— The task —
Treat the line containing "indicate the white cloud, one" as the first line and the final line of the material below as the last; reproduce that range exactly.

— Records provided —

◆ ◆ ◆

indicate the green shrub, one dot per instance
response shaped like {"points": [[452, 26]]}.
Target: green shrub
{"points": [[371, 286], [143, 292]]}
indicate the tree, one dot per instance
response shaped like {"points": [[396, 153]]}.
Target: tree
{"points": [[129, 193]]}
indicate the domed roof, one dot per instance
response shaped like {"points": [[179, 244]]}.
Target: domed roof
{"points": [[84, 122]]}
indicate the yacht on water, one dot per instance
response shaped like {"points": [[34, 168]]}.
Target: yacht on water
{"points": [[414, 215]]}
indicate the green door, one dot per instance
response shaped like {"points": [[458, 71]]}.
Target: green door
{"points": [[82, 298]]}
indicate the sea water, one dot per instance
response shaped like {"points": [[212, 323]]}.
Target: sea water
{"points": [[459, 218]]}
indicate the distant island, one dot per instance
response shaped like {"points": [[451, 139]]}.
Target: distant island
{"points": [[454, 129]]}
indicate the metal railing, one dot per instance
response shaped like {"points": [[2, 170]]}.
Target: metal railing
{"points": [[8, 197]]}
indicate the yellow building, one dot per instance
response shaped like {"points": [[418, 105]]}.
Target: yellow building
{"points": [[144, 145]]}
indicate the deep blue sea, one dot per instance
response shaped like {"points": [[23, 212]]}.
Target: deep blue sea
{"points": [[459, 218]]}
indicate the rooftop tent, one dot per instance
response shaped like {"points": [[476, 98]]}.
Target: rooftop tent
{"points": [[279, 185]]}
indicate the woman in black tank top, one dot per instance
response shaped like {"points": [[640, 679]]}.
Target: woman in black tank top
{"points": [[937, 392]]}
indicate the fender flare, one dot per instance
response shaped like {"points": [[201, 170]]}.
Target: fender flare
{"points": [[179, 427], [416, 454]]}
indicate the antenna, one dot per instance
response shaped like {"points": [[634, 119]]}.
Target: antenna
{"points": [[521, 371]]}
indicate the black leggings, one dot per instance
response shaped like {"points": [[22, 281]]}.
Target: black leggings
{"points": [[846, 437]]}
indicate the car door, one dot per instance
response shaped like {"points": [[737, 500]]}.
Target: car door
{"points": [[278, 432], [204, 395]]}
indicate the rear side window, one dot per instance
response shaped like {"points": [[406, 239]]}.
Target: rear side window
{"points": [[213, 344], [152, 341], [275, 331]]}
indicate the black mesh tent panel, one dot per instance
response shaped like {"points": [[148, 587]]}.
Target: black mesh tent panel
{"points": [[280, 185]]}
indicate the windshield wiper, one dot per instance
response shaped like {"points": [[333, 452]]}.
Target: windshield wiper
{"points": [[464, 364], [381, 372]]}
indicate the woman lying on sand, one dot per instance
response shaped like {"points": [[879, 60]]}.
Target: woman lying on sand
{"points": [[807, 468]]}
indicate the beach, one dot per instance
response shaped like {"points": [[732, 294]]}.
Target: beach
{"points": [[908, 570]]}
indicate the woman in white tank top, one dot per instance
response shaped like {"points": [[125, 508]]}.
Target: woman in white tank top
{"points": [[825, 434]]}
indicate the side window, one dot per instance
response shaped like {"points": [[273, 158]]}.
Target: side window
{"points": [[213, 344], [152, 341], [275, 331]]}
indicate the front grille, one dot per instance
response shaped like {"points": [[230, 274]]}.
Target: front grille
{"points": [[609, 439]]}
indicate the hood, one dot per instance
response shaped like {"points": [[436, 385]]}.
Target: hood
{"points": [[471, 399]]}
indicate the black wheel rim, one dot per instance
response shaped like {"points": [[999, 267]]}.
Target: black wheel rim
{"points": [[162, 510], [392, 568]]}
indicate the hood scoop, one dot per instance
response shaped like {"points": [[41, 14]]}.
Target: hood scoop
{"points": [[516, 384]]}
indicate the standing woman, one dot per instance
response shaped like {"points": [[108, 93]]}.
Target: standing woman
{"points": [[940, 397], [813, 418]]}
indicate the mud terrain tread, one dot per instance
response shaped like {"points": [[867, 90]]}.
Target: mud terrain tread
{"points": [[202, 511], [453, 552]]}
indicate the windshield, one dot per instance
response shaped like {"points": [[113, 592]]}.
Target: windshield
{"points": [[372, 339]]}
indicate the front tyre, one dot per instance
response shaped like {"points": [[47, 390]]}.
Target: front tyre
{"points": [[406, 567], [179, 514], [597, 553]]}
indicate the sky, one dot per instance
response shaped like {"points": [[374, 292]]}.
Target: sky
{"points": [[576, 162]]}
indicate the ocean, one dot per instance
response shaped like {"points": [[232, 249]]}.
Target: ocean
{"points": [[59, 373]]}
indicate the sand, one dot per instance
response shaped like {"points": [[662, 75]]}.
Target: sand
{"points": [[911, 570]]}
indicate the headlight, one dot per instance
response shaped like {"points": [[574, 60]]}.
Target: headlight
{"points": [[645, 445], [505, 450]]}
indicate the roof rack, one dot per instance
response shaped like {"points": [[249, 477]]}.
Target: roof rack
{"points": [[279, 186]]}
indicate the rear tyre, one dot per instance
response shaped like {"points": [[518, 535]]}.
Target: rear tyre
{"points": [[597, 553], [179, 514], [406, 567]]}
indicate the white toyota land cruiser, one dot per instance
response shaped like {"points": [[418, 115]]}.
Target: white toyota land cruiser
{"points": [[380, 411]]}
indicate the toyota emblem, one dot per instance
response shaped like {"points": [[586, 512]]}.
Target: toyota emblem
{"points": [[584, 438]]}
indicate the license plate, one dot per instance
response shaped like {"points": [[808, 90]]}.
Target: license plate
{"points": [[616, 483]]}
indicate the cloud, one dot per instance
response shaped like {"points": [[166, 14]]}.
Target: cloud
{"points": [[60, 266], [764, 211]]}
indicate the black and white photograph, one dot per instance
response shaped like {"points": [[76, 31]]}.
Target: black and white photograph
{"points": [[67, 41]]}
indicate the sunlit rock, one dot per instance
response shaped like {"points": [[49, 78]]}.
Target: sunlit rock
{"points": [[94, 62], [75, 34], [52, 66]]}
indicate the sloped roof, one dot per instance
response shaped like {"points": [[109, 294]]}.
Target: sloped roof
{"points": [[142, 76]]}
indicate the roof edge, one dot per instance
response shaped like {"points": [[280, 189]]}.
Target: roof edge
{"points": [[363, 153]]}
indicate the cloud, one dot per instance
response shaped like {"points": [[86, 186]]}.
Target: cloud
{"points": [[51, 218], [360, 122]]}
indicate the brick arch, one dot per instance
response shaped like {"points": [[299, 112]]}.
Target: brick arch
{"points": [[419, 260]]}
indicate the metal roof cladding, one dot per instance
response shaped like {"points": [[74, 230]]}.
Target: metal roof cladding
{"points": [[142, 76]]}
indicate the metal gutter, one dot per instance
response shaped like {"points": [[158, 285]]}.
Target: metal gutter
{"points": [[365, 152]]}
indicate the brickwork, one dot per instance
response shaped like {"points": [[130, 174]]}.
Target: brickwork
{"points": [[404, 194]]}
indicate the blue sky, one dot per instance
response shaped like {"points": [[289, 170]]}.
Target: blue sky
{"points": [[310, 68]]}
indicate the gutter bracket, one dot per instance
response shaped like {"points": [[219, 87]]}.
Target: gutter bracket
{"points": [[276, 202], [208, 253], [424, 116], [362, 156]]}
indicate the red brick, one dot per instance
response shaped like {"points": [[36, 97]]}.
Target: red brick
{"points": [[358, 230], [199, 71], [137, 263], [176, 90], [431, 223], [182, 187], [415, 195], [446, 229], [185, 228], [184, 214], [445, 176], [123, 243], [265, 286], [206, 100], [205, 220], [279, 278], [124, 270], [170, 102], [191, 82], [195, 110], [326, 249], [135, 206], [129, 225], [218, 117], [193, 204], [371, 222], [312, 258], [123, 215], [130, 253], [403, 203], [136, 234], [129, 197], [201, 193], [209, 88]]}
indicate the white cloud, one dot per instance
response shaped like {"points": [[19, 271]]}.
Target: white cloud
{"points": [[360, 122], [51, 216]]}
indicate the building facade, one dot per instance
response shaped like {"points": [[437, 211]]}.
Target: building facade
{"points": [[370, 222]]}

◆ ◆ ◆

— Response to the task —
indicate the white cloud, one dot per instance
response shaped like {"points": [[19, 271]]}.
Target: white cloud
{"points": [[360, 122], [51, 216]]}
indicate the building facade, one dot per instance
response shaped like {"points": [[437, 211]]}.
Target: building facade
{"points": [[370, 222]]}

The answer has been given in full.